BEGIN Selection

TMCnews Featured Article


October 15, 2009

Telework Recommended for Vancouver during 2010 Olympics

By Brendan B. Read, Senior Contributing Editor


Telework is being promoted as an option, along with increased mass transit use, and carpooling, cycling and walking, to help Metro Vancouver, British Columbia, Canada area residents to get around, and employers to obtain access to employees during the 2010 Winter Olympics. The Vancouver Organizing Committee for the 2010 Olympic and Paralympic Winter Games (VANOC) is hoping that the changes will prove permanent as a green Olympics legacy.


To help make that happen, VANOC has launched a new web site (http://www.travelsmart2010.ca) to promote driving alternatives. It says its transportation plan requires reducing vehicle traffic by at least 30 per cent in downtown Vancouver, and on the Lions’ Gate and Second Narrows bridges and the Sea to Sky Highway that connects Vancouver with Whistler; the two key sites.

The competitions, ceremonies, and related events will take place Feb.12-28 and March 12-21 2010 whose greatly added transportation demand would result in, if unmitigated, extensive air-choking gridlock in an already-bustling and fast-growing region. The Globe and Mail newspaper reports that the Winter Olympics will add 30 per cent more trips, result 20-per-cent reduced road capacity through extensive road and lane closures, and 50-per-cent less metered parking.

END Selection

- **Set task 1**
Answer these questions from the article on telework in Vancouver during the 2010 Olympics:
(a) By how much does VANOC's transportation plan require vehicle traffic in downtown Vancouver to be reduced?
(b) On what dates will the competitions, ceremonies, and related events take place?
(c) According to The Globe and Mail, how much less metered parking will there be?
- **Set task 2**
Extend the article on telework in Vancouver during the 2010 Olympics, starting after its last sentence.
The lines past this point come from a separate source.

BEGIN Data block

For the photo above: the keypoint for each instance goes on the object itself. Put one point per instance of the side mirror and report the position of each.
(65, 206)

END Data block

- **Task result 1**
(a) By at least 30 per cent.
(b) Feb. 12-28 and March 12-21, 2010.
(c) 50 per cent less.

- **Task result 2**
While VANOC plan calls for additional transit: buses, ferries, commuter trains, and a temporary streetcar service on existing railroad tracks, it is telework: working from home and conferencing [audio/web/video] that is grabbing the attention. The Travelsmart 2010 site asks businesses to “Support Telecommuting to allow your staff to work from home”; the link leads to a section on telework hosted by TransLink, Metro Vancouver’s transportation authority.

The Globe and Mail reported that businesses are already taking heed.

“We are encouraging our people to telecommute, rather than coming in to work,” said Ken Werker, managing partner of executive search firm, Ray & Berndtson. “We are trying to schedule things with our clients so there will be no face-to-face meetings during the Games. We’ll work by video-conferencing, Skype (News - Alert), or the telephone. We've only got 30 employees, but it all helps.”

Telus, which is one of Canada’s largest communications carriers, and which the newspaper said has about 1,000 employees at its main office near key Olympics venues, is walking the [home] walk on telework. It offers telework including at-home contact center agent programs and conferencing solutions.

Investor relations vice-president John Wheeler told the newspaper that his employee team has already conducted a week-long trial of working from home. “It went quite well, and we learned a few lessons. It's one thing to have a plan in your bottom desk drawer. You need to practice it,” Wheeler said. “We don't see the Olympics as a disruption, at all.”

Telus spokesperson Shawn Hall said the company is encouraging its work force to telecommute or work from an alternate site away from the downtown core.

“We certainly have the technology. If we are able to take almost a thousand people out of the downtown for the Olympics, that's a real contribution,” said Hall. “As for myself, I'm planning to work at home, but come down a few times at night for the fun.”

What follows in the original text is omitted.